Exercise inputs:
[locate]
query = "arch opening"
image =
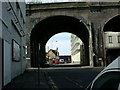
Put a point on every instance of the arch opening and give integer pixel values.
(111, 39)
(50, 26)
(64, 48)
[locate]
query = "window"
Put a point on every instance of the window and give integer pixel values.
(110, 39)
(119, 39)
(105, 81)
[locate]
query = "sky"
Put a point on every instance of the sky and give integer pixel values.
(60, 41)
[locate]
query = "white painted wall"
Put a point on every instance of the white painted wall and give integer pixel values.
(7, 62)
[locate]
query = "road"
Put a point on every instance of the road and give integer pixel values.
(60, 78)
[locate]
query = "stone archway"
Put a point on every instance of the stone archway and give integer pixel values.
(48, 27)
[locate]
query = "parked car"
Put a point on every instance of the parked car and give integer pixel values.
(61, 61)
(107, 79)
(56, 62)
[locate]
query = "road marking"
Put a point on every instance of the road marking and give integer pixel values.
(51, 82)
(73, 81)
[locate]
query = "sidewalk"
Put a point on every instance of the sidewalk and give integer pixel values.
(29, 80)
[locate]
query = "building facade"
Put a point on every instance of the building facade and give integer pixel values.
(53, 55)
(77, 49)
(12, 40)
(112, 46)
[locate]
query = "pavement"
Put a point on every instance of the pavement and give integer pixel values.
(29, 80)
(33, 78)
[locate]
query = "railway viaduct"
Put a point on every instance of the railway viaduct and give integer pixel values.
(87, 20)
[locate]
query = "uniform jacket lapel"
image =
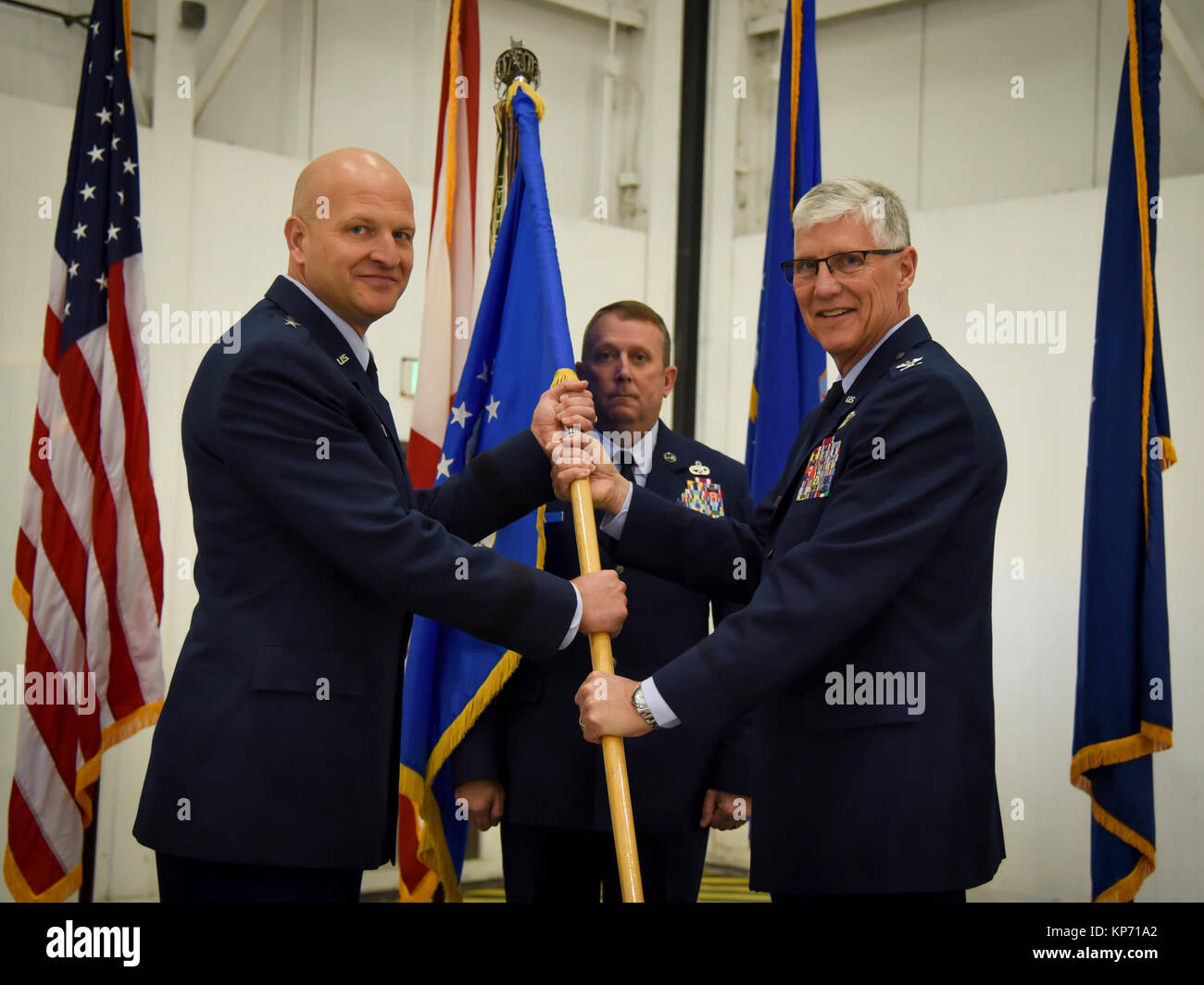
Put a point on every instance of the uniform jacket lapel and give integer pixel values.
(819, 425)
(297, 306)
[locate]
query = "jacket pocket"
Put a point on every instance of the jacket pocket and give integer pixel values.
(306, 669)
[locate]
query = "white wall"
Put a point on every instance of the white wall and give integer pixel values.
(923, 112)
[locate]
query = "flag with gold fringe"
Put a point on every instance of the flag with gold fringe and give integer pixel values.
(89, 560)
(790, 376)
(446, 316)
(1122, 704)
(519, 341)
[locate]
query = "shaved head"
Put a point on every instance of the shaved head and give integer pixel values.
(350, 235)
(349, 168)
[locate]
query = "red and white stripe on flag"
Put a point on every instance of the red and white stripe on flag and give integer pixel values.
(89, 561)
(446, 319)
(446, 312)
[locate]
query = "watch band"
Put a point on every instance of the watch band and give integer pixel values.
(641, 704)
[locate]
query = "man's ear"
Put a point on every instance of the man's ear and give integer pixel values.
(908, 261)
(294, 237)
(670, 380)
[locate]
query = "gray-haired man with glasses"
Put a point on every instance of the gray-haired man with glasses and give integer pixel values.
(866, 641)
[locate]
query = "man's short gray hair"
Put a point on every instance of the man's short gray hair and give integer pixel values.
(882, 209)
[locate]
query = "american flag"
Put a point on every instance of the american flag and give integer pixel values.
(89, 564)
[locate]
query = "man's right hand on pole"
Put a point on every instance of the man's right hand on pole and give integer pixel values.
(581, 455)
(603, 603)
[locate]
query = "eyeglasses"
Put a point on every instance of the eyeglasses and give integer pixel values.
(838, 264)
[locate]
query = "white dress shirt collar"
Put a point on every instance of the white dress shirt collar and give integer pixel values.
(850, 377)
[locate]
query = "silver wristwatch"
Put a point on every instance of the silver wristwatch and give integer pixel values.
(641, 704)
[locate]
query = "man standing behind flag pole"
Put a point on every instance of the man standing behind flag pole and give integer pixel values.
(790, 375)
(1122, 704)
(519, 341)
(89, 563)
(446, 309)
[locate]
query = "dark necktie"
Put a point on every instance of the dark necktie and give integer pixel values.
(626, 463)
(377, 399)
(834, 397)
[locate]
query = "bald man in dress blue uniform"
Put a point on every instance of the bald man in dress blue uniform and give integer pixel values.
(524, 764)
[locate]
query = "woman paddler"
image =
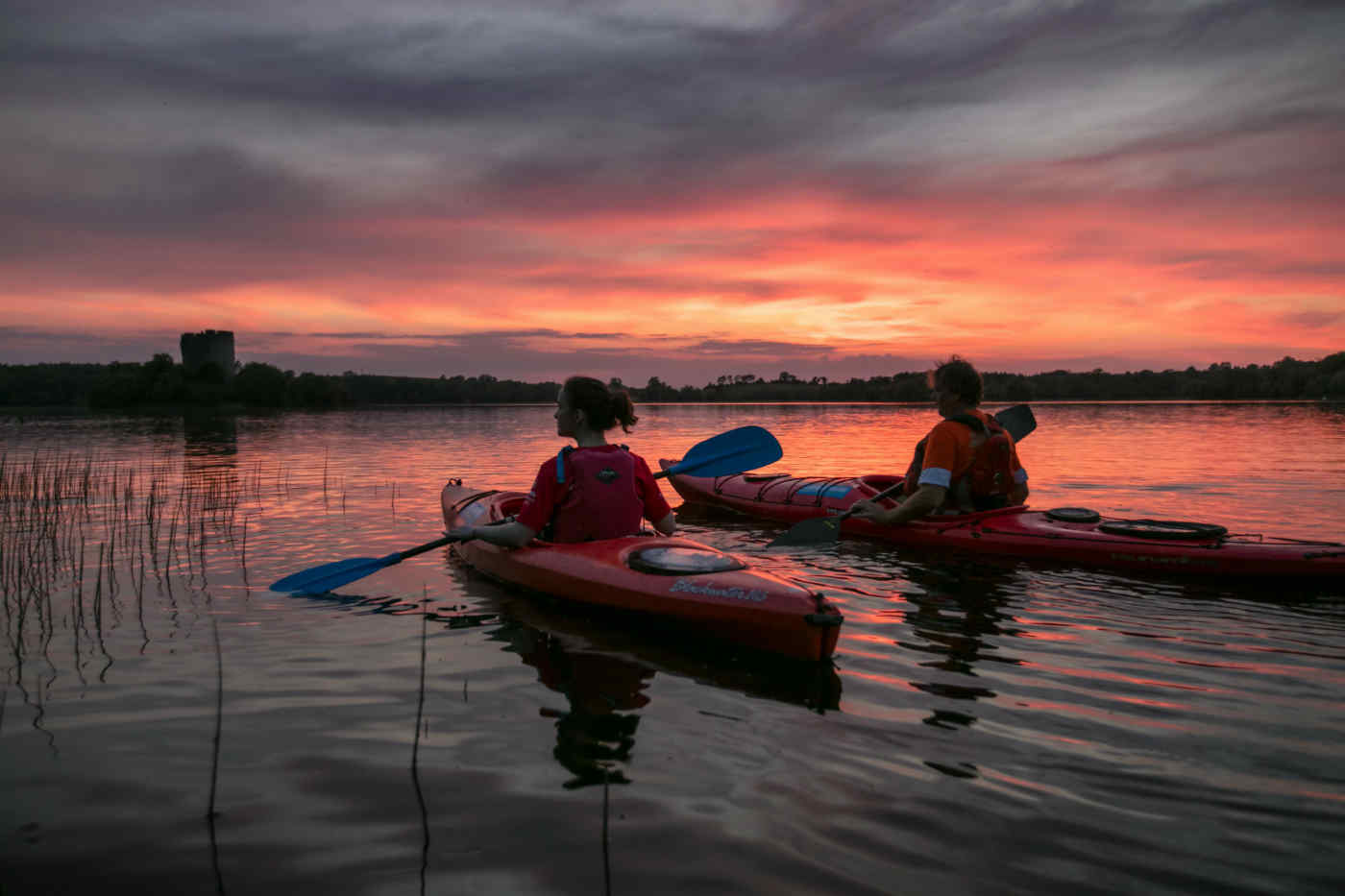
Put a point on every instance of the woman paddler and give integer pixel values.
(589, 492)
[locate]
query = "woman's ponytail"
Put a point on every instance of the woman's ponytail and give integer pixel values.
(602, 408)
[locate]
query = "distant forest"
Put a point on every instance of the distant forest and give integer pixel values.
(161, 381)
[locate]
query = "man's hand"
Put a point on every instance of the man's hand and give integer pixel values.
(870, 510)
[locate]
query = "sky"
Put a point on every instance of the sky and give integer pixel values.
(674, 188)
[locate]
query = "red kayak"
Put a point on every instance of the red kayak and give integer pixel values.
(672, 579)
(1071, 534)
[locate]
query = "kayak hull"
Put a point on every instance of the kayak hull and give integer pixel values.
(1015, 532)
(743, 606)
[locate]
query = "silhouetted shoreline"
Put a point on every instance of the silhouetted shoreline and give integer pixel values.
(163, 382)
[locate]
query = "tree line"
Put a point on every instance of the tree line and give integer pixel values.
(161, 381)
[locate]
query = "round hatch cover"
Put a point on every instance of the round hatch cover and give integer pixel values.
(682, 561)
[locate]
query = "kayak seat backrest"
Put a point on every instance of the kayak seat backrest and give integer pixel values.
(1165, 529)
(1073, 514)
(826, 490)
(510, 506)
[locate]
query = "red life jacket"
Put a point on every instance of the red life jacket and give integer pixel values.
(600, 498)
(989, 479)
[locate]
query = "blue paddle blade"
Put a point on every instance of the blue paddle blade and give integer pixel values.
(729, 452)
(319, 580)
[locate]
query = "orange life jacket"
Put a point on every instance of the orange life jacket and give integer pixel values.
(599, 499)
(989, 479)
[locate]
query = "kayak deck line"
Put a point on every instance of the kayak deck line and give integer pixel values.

Exercise description: In the entries above, find each line with the word "deck" and copy it.

Answer to the problem:
query = "kayak deck line"
Put a point on every instance of the kayak deck line and give integer pixel values.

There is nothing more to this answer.